> Seite
# darf mein begleiter (helfer) auch angeln!!!



## human01 (1. Dezember 2005)

hallo will am samstag mal angeln gehen und da hat mich doch gleich nen freund gefragt ob ich ihn mitnehmen könne und ich natürlich übereifrig ja klar

und nun meine frage ich habe ja den fischerei schein und mein kumpel nicht und nun will ich wissen was er am gewässer darf und was nicht

also das ich trotzdem nur mit zwei angeln angeln darf ist denk ich mal klar aber geht es in ordnung wenn er einfach die zweite nimmt???


----------



## plattform7 (1. Dezember 2005)

*AW: darf mein begleiter (helfer) auch angeln!!!*

Ich denke : NEIN...

Angeln (aktiv) darf nur der jenige, der auch über einen gültigen Fischereischein verfügt... Also darf er zugucken... so denke ich....


----------



## Thomas9904 (1. Dezember 2005)

*AW: darf mein begleiter (helfer) auch angeln!!!*

Bei uns in B-W darf er das unter folgenden Voraussetzungen:
Er darf nicht den gesamten Angelvorgang vom Anködern bis zum Landen des Fisches durchführen.
Wenn er aktiv ist, darfst Du nicht angeln und auch keine Angel im Wasser haben! sondern musst praktisch hinter ihm stehen um JEDERZEIT helfend eingreifen zu können.

Den Fisch musst Du auf jeden Fall töten (Sachkundenachweis laut Tierschutzgesetz ist da Dein Fischereischein, den Dein Kumpel ja nicht hat.)

Problem:
Kann trotzdem zu einer Anzeige führen, da das die Beamten der Polizei oder Wasserschutz oft nicht wissen!

Sofern Ihr nicht am spinnfischen seid wo jeder aktiv sein müsste, sondern mit Naturködern auf Grund oder mit Pose angelt und Du jedesmal Deine Angel rausholst während Dein Kumpel mit irgendwas an der Angel beschäftigt ist, sollte es aber in B-W vor Gericht dann einen Freispruch geben.

> Aufgabenstellung A
Wer muss nach dem Beitrag von Thomas9904 in der Forumsdiskussion den Fisch töten, und was gilt dabei als Sachkundenachweis?
> Aufgabenstellung B
Prüfen Sie, ob die folgenden Aussagen mit der Forumsdiskussion übereinstimmen, und belegen Sie jede Antwort mit Ja oder Nein und dem entscheidenden Wortlaut. (i) Nach plattform7 darf der Freund ohne Fischereischein nur zuschauen. (ii) Nach Thomas9904 darf der Helfer in B-W den gesamten Angelvorgang selbst durchführen. (iii) Nach Thomas9904 kennen die Beamten von Polizei und Wasserschutz diese Regelung stets.
> Aufgabenstellung C
Aktualisieren Sie den Abschnitt der Forumsdiskussion, der mit den Worten „## plattform7 (1.“ beginnt und mit „Thomas9904 (1. Dezember 2005)“ endet, und ersetzen Sie darin „zugucken“ durch „zusehen“.
Stützen Sie sich ausschließlich auf die Forumsdiskussion.

> Datensätze aus einer Datensammlung
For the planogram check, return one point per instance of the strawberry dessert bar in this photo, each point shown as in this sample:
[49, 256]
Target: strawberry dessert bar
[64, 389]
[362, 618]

> Ergebnis A
Der Angler mit Fischereischein muss den Fisch töten, denn sein Fischereischein gilt als Sachkundenachweis laut Tierschutzgesetz.

> Ergebnis B
(i) Ja: „Also darf er zugucken“
(ii) Nein: „Er darf nicht den gesamten Angelvorgang vom Anködern bis zum Landen des Fisches durchführen.“
(iii) Nein: „da das die Beamten der Polizei oder Wasserschutz oft nicht wissen!“

> Ergebnis C
## plattform7 (1. Dezember 2005)

*AW: darf mein begleiter (helfer) auch angeln!!!*

Ich denke : NEIN...

Angeln (aktiv) darf nur der jenige, der auch über einen gültigen Fischereischein verfügt... Also darf er zusehen... so denke ich....


----------



## Thomas9904 (1. Dezember 2005)